### REQUIRED TASK A
Decide whether each of these statements agrees with the essay on mental tickertape, answering yes or no and quoting the essay's deciding words: (i) The essay claims that most soldiers fire at people. (ii) The essay calls the people who do nothing lazy. (iii) The essay treats sanity as relative among humans.
### REQUIRED TASK B
Extend the essay on mental tickertape, picking up after its final question about whether everyone is gifted.

### PROVIDED TEXT
= = = =
Monday, October 28, 2024

The Banality of Two Prominent Miracles

Tickertape

I've previously noted that most people's moment-to-moment mental tickertape is a chaotic miasma of regret, anxiety, disappointment, fallacy, fantasy, delusion, worry, projection, preference curation, and, above all, obsession.

We obsess by endlessly rerunning mental set pieces. We reargue old arguments, project faceless attackers or detractors, relive bygone humiliations, and endlessly suck outrage from various handy mental lozenges, e.g. the awful thing your fourth grade teacher said. It's not all downers, however. We also gloat over grandiose fantasies - and fantasized memories - of our epic journey and manifold triumphs.

If you sit in the window of an urban Starbucks and watch the faces of passersby, 99% appear utterly lost in demented noise irrelevant to their here-and-now.

Sanity is a relative term in the human realm.

Why Most People Do Nothing

I once noted that most people do nothing.
If they sign on, they won't show. If they pledge money, they won't pay. If you hire them, they'll sit in their cubicle and sip coffee. You know how most soldiers never actually shoot at people? How as few as 30% perform all the kills? I've decided that this isn't a saving grace of humanistic morality. It's just another example of how most people do nothing.

I'm not saying they're lazy. I'm not saying they're liars or deadbeats. Just that they do nothing. Most people do nothing.
The reason is that people are busy with their big internal project. The exceptions - the people who do things - are mostly lashing out from this dreamworld; externalizing the rage and desperation burping up from the noise. This can be productive, for example when artists sublimate their angst into their work. But usually it's just raw burps prompting us to start wars, evict tenants, and grind away to afford bigger houses and newer cars; to live a dream that never quite arrives, even when it arrives.

Escape Velocity

But some of us manage to slash a momentary narrow passage through the dense psychic underbrush to produce something transcendent. "It's talent!" you'd conclude. And, yes, it is. But flip your notion of talent. What if everyone's gifted, but few discover or channel the gift?
= = = =
### RECORDED INFORMATION

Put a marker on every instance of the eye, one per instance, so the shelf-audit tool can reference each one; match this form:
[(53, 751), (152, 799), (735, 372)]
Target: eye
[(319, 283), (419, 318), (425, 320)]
= = = =
### EXERCISE RESULT A
(i) No: "You know how most soldiers never actually shoot at people?"
(ii) No: "I'm not saying they're lazy."
(iii) Yes: "Sanity is a relative term in the human realm."

### EXERCISE RESULT B
If that's true, then what, exactly, inhibits them? The answer is obvious: spending their lives distracted and enervated by regrets, anxieties, disappointments, fallacies, fantasies, delusions, worries, projections, and lozenge obsession.

One can always opt out of all that. If you take a break from the big performance and come back to your senses, things clarify and hidden talents express themselves, like magic. You (re)discover the ease, creativity, and wisdom that's been yours all along. We all experience peak moments, and this is what they are.

Tantalizing Awareness

None of this is a particularly tough proposition to swallow. We know that we sometimes get in our own way. We perceive a certain headwind, and recognize that it can be self-generated. It's enormously hopeful that the term "rich people problems" makes Americans smile sheepishly and nod in acknowledgement. We know!!

The Unimaginable Scale

But here's what we miss: the self-generated headwind of indulgently contrived mental drama is not mild. It's more like a 900mph desert siroco, though we're well accustomed to it. When we briefly step out of the storm (which is whipped up by bored comfortable modern people as part of their intense devotion to self-storytelling), we fathom its mind-boggling intensity. Relief from the sandy blast is like entering heaven. It's an entirely different level of existence, though we are inevitably drawn back into the storm, being bored and comfortable and irresistibly attracted to self-storytelling.

We vastly underestimate the tonnage of attention we've been devoting to bullshit and drama. So when we cease and desist for a moment, freeing up attention for more productive use, we find ourselves able to work miracles.
I have a different notion of miracles than most people. To me, they're subtle, and often missed or undervalued. When someone creates a whole that's greater than the sum of its parts, that's a miracle. The Arepa Lady's corn cakes, which can change the tenor of your day, are miraculous. We are surrounded by a plethora of miracles, but normally remain too distracted tracking our epic journey and straining for more of this and less of that to register or value them. Hell, we hardly even notice all the sensationally beautiful trees!
Great achievement and accomplishment are not gifts reserved for special geniuses. They're not video game power-ups. The potential has been there all along for each of us, but forgotten in our frothy, ambitious fervor to dramatize ourselves. Stop frothing, and there it all is, right before your eyes. And it's enormous.

Kundalini

I never write about kundalini (an enormous energy rush experienced by fervently earnest spiritual seekers when they really really "let go"...or sometimes by normal people who spontaneously fall into letting go while buttering their toast and never know what hit them). It's not worth discussing the particulars because few know or care about it, and those who do are kooky.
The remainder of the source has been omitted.